**ACTIVITY:** Your answer should hold all lines of the entries that include the word "dead".

___ EXERCISE MATERIALS

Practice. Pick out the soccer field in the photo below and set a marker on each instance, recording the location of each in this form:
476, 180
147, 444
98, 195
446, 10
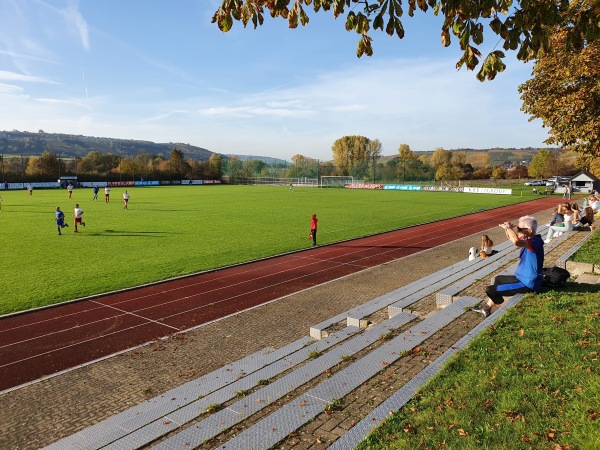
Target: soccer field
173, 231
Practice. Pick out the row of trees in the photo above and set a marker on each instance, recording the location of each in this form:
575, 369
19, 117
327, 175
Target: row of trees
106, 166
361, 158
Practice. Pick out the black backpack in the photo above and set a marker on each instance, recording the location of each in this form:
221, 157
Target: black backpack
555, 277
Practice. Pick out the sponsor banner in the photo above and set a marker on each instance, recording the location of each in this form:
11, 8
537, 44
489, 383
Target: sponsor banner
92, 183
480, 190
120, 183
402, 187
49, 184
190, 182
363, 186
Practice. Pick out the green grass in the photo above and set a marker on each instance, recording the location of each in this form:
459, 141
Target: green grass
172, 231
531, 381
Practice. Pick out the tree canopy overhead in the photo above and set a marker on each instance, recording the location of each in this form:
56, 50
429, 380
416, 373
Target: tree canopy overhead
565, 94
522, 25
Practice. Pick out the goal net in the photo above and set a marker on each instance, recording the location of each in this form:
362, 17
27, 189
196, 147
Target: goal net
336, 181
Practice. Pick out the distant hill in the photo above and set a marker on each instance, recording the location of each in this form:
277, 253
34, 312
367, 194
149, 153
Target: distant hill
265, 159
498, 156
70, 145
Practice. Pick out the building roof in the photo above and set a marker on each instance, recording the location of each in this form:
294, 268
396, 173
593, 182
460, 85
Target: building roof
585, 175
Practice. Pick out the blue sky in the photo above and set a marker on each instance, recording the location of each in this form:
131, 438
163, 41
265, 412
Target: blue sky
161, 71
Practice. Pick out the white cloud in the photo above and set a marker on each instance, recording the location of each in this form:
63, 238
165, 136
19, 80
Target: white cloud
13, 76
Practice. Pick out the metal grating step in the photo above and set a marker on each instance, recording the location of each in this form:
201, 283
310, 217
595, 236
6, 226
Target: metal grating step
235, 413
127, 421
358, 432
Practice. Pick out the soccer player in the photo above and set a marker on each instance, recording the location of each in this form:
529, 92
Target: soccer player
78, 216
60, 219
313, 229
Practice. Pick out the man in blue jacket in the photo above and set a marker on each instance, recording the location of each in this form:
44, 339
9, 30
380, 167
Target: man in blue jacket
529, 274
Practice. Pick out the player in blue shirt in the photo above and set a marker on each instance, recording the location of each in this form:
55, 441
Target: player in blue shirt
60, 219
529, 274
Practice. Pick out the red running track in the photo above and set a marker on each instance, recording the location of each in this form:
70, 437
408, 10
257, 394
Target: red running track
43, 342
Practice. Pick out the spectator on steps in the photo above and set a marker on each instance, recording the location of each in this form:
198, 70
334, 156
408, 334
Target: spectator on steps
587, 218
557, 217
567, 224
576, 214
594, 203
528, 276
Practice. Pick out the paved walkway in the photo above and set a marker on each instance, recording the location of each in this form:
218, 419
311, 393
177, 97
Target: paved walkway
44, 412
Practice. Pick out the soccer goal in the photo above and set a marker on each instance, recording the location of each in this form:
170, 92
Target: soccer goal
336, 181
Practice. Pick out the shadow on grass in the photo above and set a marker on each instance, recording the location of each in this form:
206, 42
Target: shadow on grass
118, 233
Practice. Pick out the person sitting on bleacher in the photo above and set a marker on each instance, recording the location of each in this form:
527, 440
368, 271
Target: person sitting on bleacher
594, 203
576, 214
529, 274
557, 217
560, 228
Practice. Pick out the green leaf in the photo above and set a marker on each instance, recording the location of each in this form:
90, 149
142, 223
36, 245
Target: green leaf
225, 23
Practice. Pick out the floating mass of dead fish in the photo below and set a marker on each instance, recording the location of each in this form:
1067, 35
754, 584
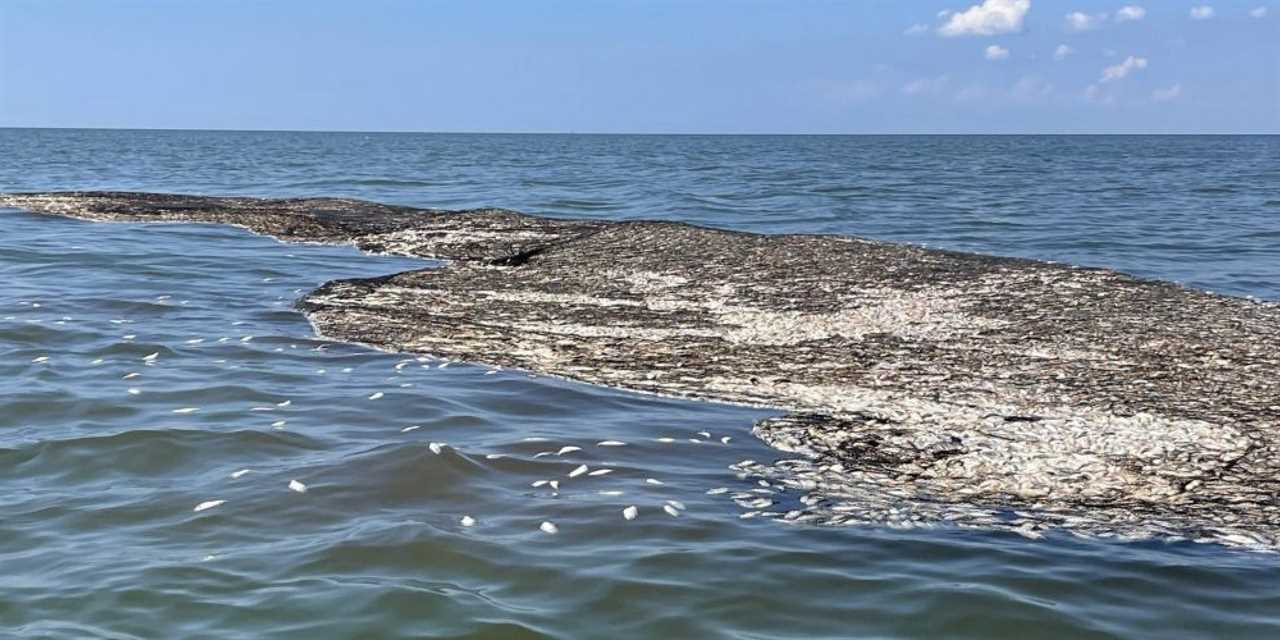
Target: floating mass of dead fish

______

**RESULT OF THE EXERCISE:**
Practice. Pick out the floating mass of dead fish in the photo below and set a marker on each instance, recording the location of each in this form:
Target: floating mass of dead fish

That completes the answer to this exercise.